REQUEST: Skip the pictures. Quote every line below, exactly, from the one with "Where can you see the dry" through the final line.

============================================================

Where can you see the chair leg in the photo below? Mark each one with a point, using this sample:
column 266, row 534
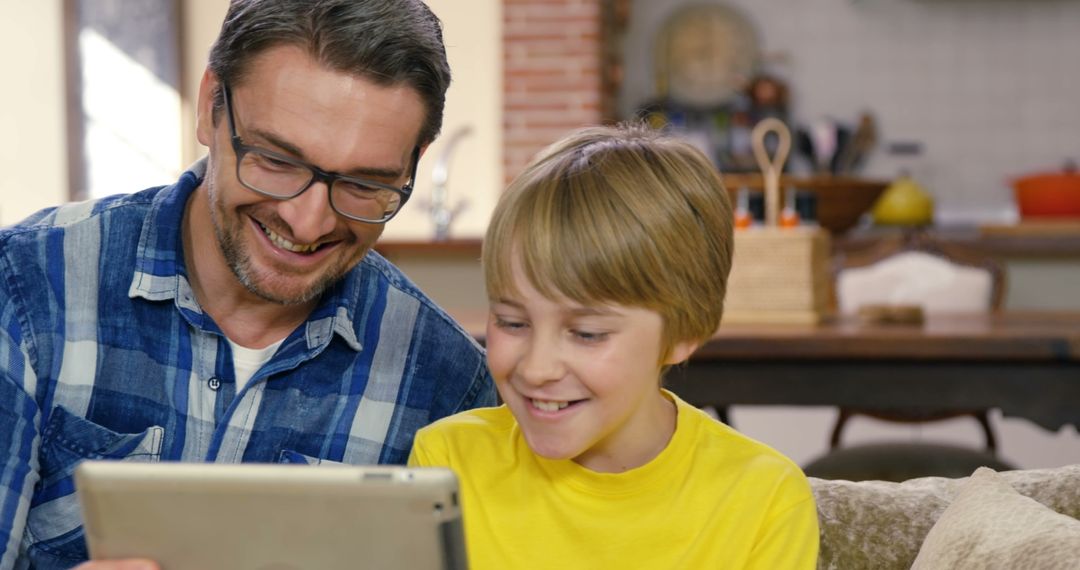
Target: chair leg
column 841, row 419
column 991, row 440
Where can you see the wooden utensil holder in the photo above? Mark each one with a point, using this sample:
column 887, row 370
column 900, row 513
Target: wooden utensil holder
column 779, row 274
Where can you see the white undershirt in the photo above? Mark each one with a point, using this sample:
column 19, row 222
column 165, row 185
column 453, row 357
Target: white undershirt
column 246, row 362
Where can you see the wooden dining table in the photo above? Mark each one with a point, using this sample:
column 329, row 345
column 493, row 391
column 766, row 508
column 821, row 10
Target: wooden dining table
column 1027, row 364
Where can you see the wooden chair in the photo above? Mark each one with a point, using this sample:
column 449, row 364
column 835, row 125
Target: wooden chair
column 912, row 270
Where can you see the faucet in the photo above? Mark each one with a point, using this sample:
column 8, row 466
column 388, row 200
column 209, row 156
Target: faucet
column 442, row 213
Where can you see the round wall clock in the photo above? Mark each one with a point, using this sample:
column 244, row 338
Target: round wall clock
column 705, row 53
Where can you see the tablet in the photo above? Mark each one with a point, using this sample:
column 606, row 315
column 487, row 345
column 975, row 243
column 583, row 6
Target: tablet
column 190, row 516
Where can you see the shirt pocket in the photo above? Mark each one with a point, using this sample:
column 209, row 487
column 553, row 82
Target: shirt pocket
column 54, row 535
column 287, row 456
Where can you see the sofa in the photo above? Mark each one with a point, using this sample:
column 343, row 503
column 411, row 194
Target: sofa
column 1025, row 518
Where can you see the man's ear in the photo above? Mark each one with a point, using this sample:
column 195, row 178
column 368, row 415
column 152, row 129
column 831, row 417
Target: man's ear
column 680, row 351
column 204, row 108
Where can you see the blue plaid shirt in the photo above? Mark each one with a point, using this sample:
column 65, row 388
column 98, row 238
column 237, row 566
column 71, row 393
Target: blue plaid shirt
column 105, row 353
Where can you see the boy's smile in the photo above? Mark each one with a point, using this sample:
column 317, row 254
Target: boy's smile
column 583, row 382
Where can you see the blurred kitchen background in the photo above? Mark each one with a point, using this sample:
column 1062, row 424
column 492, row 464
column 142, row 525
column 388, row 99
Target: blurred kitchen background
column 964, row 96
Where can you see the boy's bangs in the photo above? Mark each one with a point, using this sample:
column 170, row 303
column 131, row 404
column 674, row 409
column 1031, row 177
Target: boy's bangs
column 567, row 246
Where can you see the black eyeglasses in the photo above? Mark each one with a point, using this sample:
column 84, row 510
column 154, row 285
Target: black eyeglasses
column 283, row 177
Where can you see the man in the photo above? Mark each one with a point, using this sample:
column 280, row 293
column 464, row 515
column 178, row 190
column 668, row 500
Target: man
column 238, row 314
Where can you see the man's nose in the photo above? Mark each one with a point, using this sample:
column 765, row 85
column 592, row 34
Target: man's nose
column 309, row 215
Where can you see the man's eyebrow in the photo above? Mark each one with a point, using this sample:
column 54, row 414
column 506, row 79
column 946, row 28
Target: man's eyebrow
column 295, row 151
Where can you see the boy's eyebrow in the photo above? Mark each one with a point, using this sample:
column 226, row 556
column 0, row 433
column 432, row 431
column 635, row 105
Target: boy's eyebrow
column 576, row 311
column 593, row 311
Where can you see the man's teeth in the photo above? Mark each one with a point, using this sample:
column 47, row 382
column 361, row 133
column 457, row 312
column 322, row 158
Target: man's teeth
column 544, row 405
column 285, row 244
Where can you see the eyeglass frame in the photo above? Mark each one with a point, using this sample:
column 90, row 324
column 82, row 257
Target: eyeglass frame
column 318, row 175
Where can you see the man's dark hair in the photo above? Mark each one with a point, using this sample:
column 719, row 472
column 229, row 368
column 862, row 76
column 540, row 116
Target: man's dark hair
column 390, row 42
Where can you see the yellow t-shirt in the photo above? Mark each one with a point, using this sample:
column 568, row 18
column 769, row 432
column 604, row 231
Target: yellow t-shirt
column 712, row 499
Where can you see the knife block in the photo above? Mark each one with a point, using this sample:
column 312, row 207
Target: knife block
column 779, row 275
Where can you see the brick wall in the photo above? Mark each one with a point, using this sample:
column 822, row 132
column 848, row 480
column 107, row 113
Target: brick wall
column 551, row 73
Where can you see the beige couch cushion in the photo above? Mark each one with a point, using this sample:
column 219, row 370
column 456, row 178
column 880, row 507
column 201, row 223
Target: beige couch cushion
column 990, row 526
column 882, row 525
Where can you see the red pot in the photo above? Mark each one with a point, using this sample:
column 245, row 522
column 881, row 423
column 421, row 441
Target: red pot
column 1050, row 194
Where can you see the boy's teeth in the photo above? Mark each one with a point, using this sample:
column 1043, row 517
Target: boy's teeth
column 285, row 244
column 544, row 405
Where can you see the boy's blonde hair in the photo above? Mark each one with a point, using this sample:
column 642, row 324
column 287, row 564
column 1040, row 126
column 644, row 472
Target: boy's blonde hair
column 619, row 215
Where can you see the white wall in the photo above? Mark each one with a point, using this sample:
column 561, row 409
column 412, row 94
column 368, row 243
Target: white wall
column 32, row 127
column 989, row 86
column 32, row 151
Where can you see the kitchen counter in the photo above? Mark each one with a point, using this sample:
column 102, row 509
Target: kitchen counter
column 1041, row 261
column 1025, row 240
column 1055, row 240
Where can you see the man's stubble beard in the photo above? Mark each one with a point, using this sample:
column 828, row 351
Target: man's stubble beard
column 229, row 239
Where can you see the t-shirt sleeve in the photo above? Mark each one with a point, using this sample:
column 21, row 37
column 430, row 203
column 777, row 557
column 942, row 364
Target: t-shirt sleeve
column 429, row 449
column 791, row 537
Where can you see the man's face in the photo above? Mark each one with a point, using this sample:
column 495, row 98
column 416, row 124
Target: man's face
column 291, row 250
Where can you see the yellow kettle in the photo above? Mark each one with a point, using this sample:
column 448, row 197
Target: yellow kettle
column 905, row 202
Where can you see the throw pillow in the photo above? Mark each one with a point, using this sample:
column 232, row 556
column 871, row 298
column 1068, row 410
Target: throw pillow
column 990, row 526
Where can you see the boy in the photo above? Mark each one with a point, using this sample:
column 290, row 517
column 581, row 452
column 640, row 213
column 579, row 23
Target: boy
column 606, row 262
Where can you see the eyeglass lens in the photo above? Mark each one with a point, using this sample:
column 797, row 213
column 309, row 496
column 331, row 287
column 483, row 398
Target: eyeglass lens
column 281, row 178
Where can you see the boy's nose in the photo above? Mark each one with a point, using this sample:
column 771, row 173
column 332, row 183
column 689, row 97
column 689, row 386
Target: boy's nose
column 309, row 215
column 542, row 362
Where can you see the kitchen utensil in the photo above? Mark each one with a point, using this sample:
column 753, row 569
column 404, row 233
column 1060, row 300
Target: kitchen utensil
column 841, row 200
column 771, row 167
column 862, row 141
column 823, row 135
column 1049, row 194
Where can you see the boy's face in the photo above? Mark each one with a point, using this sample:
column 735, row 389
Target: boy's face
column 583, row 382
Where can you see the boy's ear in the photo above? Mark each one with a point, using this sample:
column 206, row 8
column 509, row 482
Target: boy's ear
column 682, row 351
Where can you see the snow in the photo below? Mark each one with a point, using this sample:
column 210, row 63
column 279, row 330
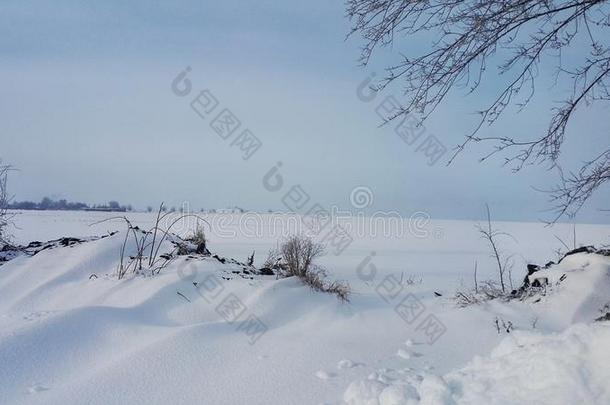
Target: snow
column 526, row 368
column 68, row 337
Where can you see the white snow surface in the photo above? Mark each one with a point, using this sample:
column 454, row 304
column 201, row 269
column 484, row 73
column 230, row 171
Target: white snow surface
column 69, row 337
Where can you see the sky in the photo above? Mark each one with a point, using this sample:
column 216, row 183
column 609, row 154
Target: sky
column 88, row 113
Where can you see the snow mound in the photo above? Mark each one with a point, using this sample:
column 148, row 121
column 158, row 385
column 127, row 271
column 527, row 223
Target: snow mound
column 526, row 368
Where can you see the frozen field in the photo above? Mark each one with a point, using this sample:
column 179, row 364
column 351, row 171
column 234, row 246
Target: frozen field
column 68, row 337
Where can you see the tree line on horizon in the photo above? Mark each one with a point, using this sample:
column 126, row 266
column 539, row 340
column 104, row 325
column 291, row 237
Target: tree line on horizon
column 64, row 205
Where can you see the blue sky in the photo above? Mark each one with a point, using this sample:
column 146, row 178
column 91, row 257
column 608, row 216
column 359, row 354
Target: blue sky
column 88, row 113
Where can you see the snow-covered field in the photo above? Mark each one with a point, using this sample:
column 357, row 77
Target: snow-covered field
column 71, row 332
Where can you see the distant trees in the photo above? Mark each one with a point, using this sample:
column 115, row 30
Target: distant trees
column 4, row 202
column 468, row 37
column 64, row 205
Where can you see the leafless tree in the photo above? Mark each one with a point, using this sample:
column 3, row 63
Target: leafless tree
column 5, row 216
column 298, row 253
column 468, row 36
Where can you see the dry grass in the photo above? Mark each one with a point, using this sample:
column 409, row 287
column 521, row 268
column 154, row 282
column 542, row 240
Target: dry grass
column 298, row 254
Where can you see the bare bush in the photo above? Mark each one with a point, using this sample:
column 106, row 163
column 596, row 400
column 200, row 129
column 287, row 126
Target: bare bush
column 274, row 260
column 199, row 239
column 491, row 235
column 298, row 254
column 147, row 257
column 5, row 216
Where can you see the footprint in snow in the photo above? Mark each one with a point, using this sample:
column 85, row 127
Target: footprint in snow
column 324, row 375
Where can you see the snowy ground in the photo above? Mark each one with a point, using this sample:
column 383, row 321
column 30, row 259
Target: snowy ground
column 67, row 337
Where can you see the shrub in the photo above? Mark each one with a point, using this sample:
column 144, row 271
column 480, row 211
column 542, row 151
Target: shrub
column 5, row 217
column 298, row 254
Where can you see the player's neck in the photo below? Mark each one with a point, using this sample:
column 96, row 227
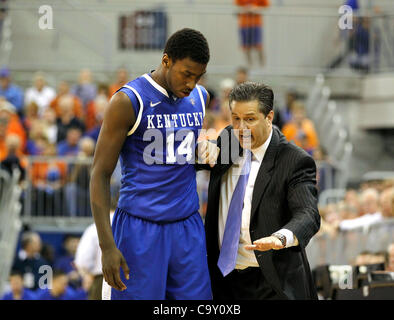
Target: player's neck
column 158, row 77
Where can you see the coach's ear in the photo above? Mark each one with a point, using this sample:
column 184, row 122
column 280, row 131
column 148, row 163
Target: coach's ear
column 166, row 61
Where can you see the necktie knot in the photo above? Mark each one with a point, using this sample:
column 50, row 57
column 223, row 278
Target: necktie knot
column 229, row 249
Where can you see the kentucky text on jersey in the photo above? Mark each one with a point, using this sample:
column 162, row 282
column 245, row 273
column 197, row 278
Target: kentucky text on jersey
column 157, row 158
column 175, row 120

============================================================

RESPONSE TO THE EXERCISE:
Where can you see the dry grass in the photo above? Mark each one with a point, using this sample:
column 409, row 287
column 521, row 268
column 154, row 282
column 542, row 240
Target: dry grass
column 298, row 254
Where can you see the bare bush in the photo above? Mark each one with a point, using this sample:
column 106, row 163
column 596, row 400
column 200, row 129
column 287, row 126
Target: bare bush
column 274, row 260
column 199, row 239
column 491, row 235
column 298, row 254
column 147, row 257
column 5, row 216
Where can you see the footprint in snow in the photo above? Mark each one with a point, using this sample:
column 85, row 127
Target: footprint in snow
column 324, row 375
Where can you see the snowy ground in the photo above? Mark each one with a point, using this sample:
column 383, row 321
column 30, row 259
Target: snowy ground
column 67, row 337
Where can you see the shrub in the photo above? Mark each one with a point, using this sample:
column 144, row 271
column 480, row 211
column 542, row 151
Target: shrub
column 5, row 217
column 298, row 254
Where can you see the player's neck in the photo below? Mark each one with a point, using this sample:
column 96, row 227
Target: player's neck
column 158, row 77
Where can you see the coach's ear in the photo above? Mark each one with a point, using this sample:
column 184, row 122
column 280, row 131
column 148, row 163
Target: coach's ear
column 166, row 61
Where can you see the necktie knot in the photo above? Mark each one with a point, using this sample:
column 50, row 57
column 223, row 278
Target: necktie knot
column 229, row 249
Where can you see the kentucky text on jersey in the photo above? Mark each one with a point, using this sample:
column 162, row 282
column 245, row 273
column 197, row 278
Target: kentucky text on jersey
column 157, row 158
column 175, row 120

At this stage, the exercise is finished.